══ PROVIDED DATA

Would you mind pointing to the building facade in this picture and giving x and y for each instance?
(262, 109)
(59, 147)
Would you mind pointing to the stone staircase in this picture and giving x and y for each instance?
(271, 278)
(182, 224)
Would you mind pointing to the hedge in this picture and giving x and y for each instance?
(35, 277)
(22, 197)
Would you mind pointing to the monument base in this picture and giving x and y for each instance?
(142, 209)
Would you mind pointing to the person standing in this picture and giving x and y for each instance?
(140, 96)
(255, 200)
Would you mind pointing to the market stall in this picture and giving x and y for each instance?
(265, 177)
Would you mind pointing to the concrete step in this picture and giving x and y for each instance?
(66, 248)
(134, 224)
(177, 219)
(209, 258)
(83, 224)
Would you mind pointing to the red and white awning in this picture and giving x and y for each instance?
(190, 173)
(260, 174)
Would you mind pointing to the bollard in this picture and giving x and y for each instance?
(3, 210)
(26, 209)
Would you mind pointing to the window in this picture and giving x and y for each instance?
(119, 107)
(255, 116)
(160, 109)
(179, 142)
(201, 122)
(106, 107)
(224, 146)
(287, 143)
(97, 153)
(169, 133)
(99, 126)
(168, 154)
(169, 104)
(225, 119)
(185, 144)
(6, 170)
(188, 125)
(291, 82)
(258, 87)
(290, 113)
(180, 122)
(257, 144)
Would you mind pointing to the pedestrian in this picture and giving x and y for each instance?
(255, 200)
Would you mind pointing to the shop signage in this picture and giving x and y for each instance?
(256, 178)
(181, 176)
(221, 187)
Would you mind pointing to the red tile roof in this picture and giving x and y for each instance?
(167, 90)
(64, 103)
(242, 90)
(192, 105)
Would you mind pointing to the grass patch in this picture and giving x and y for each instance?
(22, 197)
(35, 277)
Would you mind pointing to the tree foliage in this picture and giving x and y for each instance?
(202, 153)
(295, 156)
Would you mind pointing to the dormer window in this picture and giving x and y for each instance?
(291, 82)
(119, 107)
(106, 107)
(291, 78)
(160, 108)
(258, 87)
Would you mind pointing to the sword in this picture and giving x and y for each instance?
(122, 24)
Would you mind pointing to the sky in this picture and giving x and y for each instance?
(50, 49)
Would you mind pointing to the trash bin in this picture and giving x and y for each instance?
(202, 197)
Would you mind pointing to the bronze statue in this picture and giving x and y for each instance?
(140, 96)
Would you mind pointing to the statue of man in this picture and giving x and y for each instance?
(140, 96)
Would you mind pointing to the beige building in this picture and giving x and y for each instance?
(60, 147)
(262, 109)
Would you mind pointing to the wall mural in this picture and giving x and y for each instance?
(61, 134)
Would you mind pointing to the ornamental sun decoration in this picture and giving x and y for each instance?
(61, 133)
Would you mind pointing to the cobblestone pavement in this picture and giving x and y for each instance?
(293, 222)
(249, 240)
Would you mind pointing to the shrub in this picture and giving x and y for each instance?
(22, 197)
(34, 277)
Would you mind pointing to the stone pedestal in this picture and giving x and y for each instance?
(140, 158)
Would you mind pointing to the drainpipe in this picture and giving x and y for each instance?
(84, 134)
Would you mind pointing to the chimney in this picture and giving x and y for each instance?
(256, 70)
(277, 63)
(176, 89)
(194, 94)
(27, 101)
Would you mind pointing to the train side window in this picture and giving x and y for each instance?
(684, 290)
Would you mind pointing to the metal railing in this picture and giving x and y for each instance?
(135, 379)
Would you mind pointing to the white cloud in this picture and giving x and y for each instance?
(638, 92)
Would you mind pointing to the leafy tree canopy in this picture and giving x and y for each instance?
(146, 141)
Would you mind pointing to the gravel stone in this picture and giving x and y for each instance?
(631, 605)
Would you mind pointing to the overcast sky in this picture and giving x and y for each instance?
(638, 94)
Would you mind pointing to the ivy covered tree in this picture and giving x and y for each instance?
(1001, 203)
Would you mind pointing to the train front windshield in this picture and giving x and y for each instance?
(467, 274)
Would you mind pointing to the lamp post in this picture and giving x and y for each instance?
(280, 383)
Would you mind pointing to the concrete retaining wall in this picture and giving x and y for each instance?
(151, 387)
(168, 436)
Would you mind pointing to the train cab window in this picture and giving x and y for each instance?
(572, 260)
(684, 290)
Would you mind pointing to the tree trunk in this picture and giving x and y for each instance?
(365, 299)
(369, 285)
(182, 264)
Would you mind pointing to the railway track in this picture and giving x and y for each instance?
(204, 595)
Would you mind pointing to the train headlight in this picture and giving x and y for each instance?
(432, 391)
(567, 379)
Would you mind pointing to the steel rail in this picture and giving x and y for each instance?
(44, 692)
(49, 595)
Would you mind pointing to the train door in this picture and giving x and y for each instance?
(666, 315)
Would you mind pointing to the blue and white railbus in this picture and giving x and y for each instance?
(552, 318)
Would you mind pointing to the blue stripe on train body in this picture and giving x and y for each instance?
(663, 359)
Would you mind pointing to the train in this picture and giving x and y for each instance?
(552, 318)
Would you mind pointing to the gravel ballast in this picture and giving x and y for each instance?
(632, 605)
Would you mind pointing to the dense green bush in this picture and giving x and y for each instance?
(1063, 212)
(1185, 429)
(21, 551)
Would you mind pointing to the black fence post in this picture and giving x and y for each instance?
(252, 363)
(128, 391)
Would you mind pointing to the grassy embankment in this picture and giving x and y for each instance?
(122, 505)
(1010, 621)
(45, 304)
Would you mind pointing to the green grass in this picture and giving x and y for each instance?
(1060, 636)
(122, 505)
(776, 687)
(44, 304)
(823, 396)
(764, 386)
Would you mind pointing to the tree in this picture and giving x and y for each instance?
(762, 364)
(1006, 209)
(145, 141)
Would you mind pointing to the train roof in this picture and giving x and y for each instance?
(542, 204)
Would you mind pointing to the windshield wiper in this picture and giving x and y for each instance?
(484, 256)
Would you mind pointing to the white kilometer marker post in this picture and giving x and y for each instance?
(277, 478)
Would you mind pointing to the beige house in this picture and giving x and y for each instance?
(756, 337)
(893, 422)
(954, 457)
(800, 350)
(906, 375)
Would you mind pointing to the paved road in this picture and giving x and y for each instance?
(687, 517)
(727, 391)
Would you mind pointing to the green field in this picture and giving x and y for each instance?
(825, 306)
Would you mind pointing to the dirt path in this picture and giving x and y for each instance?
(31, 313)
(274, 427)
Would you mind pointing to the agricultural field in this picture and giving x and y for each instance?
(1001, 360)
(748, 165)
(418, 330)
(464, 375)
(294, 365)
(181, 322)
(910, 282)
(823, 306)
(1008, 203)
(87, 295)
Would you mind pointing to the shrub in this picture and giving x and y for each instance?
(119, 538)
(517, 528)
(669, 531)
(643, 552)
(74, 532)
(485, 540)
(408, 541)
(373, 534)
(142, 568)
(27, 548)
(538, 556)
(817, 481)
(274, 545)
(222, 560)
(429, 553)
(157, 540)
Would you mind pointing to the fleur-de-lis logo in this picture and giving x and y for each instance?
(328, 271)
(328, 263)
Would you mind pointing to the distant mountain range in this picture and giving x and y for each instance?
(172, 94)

════

• _PROBLEM DETAILS_
Each entry above is to be printed again exactly.

• _SOLUTION_
Would you mind pointing to the building facade in this picture and giving x and y for each instance?
(262, 109)
(59, 147)
Would you mind pointing to the stone staircase in this picture and giving x and y for each instance?
(271, 278)
(182, 224)
Would you mind pointing to the hedge in this picture and giving x and y for each instance?
(35, 277)
(22, 197)
Would you mind pointing to the monument base in this picture and giving x and y for each instance?
(142, 209)
Would you mind pointing to the person standing in this picture and giving x and y for each instance?
(140, 96)
(255, 200)
Would you mind pointing to the market stall in this picture and giving x and y for each instance?
(265, 177)
Would you mind pointing to the concrete step in this picture and giving x and y for each instance?
(66, 248)
(134, 224)
(177, 219)
(209, 258)
(83, 224)
Would you mind pointing to the red and white awning in this picture and giving x and y for each instance?
(190, 173)
(260, 174)
Would you mind pointing to the bollard in this picture and giving x and y for each instance?
(3, 210)
(26, 209)
Would you mind pointing to the window in this picture and giving x and y for each instance?
(119, 107)
(255, 116)
(160, 109)
(179, 142)
(201, 122)
(106, 107)
(224, 146)
(287, 143)
(97, 153)
(169, 133)
(99, 126)
(168, 154)
(169, 104)
(225, 119)
(185, 144)
(6, 170)
(188, 125)
(291, 82)
(258, 87)
(290, 113)
(180, 122)
(257, 144)
Would you mind pointing to the pedestrian in this picture and giving x and y for each instance?
(255, 200)
Would you mind pointing to the shop signage in this picture and giving x and y for each instance?
(256, 178)
(181, 176)
(221, 187)
Would you mind pointing to the red tile roof in this picture and giving x and y for each instance?
(167, 90)
(64, 103)
(242, 90)
(192, 105)
Would you mind pointing to the grass patch in this picture and giving x and y for each instance?
(22, 197)
(35, 277)
Would you mind pointing to the tree foliage in this picture and giving x and y for each instance?
(202, 153)
(295, 156)
Would you mind pointing to the dormer window in this picture and giving x and y for each instance?
(291, 82)
(119, 107)
(106, 107)
(291, 78)
(160, 108)
(258, 87)
Would you mind pointing to the sword in this picture and giving x and y for each instance?
(122, 24)
Would you mind pointing to the sky in this picture and giving x and y for each instance?
(50, 49)
Would you mind pointing to the trash bin in this picture and giving x and y for each instance?
(202, 197)
Would you mind pointing to the bronze statue in this picture and giving x and y for each instance?
(140, 96)
Would you mind pointing to the statue of man in this picture and giving x and y for each instance?
(140, 96)
Would you mind pointing to the beige building in this picture and giving x and y for each instance?
(60, 147)
(262, 109)
Would you mind pointing to the wall mural in this picture and giving x and y for each instance?
(61, 134)
Would you mind pointing to the ornamental sun decoration in this picture and giving x and y for each instance?
(61, 133)
Would you mind pointing to the cobblestone pavement in this picture and giving x and y for each instance?
(293, 222)
(249, 240)
Would you mind pointing to the shrub in this picture and giving x and y for each instance?
(22, 197)
(34, 277)
Would you mind pointing to the stone pedestal in this picture and giving x and y for each instance?
(140, 158)
Would you mind pointing to the drainpipe in this picture and giving x and y for each instance?
(84, 134)
Would you mind pointing to the chimney in this picture and giving x and y for each instance?
(256, 70)
(277, 63)
(176, 89)
(194, 94)
(27, 101)
Would you mind pointing to the train side window in this picture and giving x and y for each instance?
(684, 290)
Would you mind pointing to the metal railing in this picture and giving x and y for each instance?
(135, 379)
Would you mind pointing to the white cloud in this picture and giving x and y for each instance?
(638, 92)
Would you mind pointing to the leafy tree canopy in this picture and giving x and y for each instance?
(146, 141)
Would you mind pointing to the gravel stone in this picture and giving x and y for each instance?
(631, 605)
Would you mind pointing to the overcast sky in this picture and giving x and y for each instance?
(638, 94)
Would you mind pointing to the ivy covered tree in this picture and giving x and y for each instance?
(1001, 203)
Would you mind pointing to the train front windshield in this picture and giving x and y for each instance?
(467, 274)
Would you mind pointing to the lamp post in this picture and giving x and y for each instance?
(280, 383)
Would you mind pointing to the concrete retaining wall in this picture and giving x and y for each instance?
(151, 387)
(168, 436)
Would you mind pointing to the train cab window in this picture and giving x and y for each instance?
(572, 260)
(684, 290)
Would you mind pointing to the tree trunk in this picture and giving x and y for each instance?
(365, 299)
(369, 285)
(182, 264)
Would you mind pointing to the railway track in this picture and giving x and y for each instance?
(204, 595)
Would you mind pointing to the train headlight in this picture and giving x and y for each instance?
(432, 391)
(567, 379)
Would you mind pointing to the steel rail in this picture and giving x and y for each instance?
(44, 692)
(49, 595)
Would you mind pointing to the train door in this picture and giving x and y for each instance?
(666, 315)
Would you mind pointing to the blue and white railbus in this picture and giving x and y for each instance?
(552, 318)
Would you mind pointing to the blue stripe on train body in this picture and giving x and y for each instance?
(663, 359)
Would you mind pointing to the train in this picture and giving x and y for each instance?
(552, 318)
Would you mind pointing to the gravel ballast in this picture and giving x and y for each instance?
(632, 605)
Would you mind pointing to the dense green bush in this picture and giving x and y for each instance?
(1063, 212)
(1185, 429)
(21, 551)
Would you mind pointing to the black fence post in this picture and giving x and y for each instance?
(252, 363)
(128, 391)
Would you mind pointing to the grassy embankment in this picture and giving x and y for each instance?
(122, 505)
(1010, 621)
(45, 304)
Would you mind pointing to the green grass in this picture and giving x and y for each instance?
(1060, 636)
(122, 505)
(776, 687)
(44, 304)
(823, 396)
(764, 386)
Would you mind pointing to the tree in this picture and giving x and y for each instance?
(762, 364)
(1006, 209)
(145, 141)
Would you mind pointing to the train roof in this picture and giving x and y for each instance?
(542, 204)
Would you mind pointing to the windshield wiper in this picture and giving x and y for each instance?
(484, 256)
Would you mind pointing to the white kilometer marker post in this picture and giving x and y for each instance?
(277, 478)
Would you mind pointing to the beige house in this picture and giving x and y for each instance?
(756, 337)
(893, 422)
(954, 457)
(800, 350)
(906, 375)
Would you mind pointing to the paved road in this picture and giving x and y for each instance?
(687, 517)
(727, 391)
Would you mind pointing to the green field in this picture and giving x and y for each instance?
(825, 306)
Would you mind pointing to the dirt path in this picture and giving x and y for each instance?
(31, 313)
(274, 427)
Would you mind pointing to the agricultural field in this picture and giving x and y for each instance?
(1001, 360)
(748, 165)
(418, 330)
(464, 375)
(294, 365)
(181, 322)
(910, 282)
(823, 306)
(1008, 203)
(87, 295)
Would you mind pointing to the shrub in this picture and giving x and y for each instance?
(119, 538)
(517, 528)
(669, 531)
(643, 552)
(74, 532)
(485, 540)
(408, 541)
(373, 534)
(142, 568)
(27, 548)
(538, 556)
(817, 481)
(274, 545)
(222, 560)
(429, 553)
(157, 540)
Would you mind pointing to the fleur-de-lis logo in this picture and giving x and y for each instance?
(328, 271)
(328, 263)
Would you mind pointing to the distant mountain range in this picture and giving x and y for each instance?
(172, 94)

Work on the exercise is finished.